WHAT THE EXERCISE ASKS:
State how many lines of the data contain the word "below", and write nothing besides the number.

######

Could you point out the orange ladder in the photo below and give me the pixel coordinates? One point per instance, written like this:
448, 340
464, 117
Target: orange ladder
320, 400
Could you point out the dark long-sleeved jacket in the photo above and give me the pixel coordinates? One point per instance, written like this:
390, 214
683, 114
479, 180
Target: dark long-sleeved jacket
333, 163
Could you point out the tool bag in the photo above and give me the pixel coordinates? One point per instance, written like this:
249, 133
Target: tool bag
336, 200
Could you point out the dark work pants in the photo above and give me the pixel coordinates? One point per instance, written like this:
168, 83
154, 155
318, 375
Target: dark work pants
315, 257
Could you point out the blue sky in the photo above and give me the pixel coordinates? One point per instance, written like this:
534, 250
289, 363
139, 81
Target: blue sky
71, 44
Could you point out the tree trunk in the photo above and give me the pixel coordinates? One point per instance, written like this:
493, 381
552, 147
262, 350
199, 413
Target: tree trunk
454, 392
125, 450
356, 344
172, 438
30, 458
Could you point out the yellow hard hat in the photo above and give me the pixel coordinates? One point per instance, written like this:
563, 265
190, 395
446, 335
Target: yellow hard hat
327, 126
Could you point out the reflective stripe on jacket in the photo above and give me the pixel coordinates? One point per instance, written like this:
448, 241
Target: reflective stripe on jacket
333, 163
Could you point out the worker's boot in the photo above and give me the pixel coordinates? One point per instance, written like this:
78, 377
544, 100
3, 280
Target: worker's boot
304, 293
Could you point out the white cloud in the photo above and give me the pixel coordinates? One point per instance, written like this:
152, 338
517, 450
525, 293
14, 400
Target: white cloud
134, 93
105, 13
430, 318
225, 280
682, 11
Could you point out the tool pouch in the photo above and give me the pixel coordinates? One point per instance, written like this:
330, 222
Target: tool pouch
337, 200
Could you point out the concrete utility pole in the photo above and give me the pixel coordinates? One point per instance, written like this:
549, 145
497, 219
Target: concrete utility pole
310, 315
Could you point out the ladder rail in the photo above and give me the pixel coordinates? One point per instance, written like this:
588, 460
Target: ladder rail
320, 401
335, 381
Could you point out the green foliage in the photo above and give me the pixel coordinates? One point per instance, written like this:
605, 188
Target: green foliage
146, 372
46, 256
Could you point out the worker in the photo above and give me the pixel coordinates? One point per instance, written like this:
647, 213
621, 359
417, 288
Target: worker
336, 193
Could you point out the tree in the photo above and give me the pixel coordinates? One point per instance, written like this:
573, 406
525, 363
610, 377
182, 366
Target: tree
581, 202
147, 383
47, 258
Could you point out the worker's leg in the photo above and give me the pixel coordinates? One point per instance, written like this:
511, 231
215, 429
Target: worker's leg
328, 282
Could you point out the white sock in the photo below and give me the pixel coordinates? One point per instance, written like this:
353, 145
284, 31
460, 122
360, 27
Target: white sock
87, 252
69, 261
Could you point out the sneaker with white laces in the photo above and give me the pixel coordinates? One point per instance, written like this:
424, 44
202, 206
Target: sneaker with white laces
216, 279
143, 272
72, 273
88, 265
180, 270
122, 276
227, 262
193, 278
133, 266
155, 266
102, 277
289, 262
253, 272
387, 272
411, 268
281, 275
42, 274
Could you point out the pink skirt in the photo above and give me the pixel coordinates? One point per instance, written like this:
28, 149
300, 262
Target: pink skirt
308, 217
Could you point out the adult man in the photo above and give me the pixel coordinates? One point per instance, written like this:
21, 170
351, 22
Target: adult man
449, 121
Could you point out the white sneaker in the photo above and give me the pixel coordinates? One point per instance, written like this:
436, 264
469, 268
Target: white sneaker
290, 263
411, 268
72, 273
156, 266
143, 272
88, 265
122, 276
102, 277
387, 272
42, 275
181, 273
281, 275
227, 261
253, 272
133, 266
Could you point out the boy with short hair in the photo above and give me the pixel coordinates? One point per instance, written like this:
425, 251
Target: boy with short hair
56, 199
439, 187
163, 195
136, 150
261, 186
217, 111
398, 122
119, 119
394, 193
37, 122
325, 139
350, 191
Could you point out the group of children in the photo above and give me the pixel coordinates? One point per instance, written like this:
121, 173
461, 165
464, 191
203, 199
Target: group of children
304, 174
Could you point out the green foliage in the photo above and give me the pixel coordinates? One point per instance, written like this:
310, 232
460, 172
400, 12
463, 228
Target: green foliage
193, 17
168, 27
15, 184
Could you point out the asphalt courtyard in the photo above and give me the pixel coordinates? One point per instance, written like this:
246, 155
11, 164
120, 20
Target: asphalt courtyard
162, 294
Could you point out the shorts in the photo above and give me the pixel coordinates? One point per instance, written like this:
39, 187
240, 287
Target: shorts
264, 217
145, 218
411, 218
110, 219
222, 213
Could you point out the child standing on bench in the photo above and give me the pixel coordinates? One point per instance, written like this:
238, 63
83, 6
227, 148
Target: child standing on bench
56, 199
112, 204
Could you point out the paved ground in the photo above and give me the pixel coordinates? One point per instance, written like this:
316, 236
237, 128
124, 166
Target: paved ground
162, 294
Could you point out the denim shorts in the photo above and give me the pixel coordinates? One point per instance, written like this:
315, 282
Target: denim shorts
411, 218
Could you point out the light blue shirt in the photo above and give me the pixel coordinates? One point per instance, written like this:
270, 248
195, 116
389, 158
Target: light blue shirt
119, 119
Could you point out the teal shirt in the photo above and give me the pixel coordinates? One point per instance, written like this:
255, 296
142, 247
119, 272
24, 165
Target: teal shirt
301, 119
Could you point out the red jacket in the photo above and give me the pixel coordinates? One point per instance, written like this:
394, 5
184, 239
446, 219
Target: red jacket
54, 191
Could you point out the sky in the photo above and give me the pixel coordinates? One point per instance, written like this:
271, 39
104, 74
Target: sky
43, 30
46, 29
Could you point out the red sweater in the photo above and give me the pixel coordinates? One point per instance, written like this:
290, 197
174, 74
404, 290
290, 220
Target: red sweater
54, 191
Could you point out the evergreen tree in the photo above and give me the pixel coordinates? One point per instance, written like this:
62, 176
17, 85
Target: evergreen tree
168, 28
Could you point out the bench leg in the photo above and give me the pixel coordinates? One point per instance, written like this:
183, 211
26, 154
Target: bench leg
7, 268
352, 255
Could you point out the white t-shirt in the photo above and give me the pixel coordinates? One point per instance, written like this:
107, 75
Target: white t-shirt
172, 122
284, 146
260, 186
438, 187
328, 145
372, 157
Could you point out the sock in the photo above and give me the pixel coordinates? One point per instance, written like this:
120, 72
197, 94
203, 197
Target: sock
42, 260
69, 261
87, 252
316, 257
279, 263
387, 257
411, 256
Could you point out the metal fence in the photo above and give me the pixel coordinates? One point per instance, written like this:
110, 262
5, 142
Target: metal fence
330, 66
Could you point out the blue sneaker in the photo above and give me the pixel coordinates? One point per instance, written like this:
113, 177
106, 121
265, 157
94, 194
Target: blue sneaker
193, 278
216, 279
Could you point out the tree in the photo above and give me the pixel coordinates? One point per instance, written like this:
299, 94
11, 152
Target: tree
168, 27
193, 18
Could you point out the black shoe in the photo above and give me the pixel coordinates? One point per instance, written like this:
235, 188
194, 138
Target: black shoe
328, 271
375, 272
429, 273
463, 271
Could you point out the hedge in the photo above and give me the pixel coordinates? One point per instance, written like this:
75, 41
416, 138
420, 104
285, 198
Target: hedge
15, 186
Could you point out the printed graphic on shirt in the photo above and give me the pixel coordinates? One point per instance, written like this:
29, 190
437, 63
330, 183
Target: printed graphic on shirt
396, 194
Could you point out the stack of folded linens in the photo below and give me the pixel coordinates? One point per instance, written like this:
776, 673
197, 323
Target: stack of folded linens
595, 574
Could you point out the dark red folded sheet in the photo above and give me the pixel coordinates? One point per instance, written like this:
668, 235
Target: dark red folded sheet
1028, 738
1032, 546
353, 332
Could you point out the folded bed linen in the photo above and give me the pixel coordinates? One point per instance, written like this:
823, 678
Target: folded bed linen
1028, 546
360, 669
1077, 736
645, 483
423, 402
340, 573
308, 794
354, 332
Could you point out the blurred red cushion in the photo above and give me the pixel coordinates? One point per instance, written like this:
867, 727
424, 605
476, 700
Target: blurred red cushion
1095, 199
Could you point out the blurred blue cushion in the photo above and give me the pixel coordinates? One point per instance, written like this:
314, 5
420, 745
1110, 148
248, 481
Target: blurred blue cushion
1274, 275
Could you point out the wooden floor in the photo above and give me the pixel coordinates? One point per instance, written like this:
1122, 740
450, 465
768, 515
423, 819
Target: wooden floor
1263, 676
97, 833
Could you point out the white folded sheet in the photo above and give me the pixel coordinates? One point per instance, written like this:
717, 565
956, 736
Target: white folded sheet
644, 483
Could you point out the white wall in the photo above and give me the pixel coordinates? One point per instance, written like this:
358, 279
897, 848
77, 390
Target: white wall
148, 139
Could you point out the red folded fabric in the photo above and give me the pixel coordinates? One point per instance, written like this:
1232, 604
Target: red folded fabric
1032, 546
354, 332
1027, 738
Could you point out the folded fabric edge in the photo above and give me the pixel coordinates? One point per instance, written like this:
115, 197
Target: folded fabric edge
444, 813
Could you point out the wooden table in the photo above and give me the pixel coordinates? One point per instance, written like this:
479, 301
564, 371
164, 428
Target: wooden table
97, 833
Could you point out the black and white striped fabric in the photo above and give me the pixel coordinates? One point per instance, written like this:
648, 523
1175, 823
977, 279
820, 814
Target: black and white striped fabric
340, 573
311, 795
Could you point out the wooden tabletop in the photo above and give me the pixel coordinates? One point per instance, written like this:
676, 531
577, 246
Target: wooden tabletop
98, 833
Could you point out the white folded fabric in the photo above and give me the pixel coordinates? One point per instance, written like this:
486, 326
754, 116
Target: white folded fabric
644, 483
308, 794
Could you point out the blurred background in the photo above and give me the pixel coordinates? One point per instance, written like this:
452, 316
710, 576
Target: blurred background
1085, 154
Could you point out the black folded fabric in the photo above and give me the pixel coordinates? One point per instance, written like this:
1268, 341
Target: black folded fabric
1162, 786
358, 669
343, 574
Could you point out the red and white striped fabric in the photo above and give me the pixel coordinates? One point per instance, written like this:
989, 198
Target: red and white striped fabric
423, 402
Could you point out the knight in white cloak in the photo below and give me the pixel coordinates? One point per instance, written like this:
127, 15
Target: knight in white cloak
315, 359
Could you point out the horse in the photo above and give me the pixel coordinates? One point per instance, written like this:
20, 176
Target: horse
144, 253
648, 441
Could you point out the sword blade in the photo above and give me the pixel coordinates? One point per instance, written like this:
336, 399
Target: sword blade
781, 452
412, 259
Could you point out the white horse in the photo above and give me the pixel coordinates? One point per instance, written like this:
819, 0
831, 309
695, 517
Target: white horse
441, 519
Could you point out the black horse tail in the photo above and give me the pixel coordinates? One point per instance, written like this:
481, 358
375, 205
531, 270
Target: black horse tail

######

WORKED SOLUTION:
4